Collect each line in the rows below that contains the word "blue", and copy those lines without alteration.

> [PROVIDED DATA]
=-=-=-=-=

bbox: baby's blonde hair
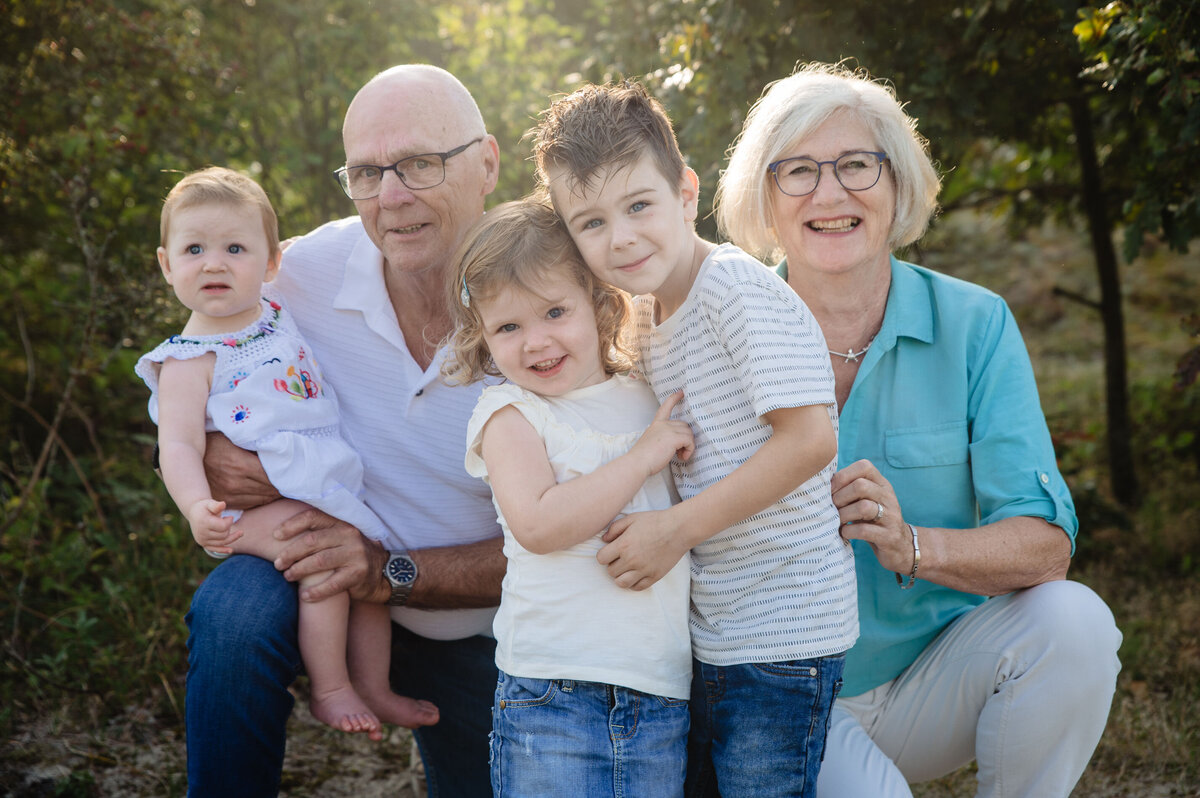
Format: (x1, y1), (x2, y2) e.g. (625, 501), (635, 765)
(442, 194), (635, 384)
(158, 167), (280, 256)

=-=-=-=-=

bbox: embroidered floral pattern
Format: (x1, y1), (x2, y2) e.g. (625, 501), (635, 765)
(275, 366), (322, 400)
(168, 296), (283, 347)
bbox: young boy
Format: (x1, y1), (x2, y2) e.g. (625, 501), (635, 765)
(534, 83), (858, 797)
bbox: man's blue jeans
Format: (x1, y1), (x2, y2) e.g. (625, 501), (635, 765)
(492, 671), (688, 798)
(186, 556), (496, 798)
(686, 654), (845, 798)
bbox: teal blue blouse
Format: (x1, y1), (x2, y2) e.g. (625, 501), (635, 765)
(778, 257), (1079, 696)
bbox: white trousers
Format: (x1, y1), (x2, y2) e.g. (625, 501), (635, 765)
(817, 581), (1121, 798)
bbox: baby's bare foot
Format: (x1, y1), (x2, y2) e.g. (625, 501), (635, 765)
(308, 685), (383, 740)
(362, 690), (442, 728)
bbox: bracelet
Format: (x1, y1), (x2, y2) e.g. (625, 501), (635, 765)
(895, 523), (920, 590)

=-=-=-=-=

> [RESPONSE]
bbox: man's blue jeans
bbox: teal blue blouse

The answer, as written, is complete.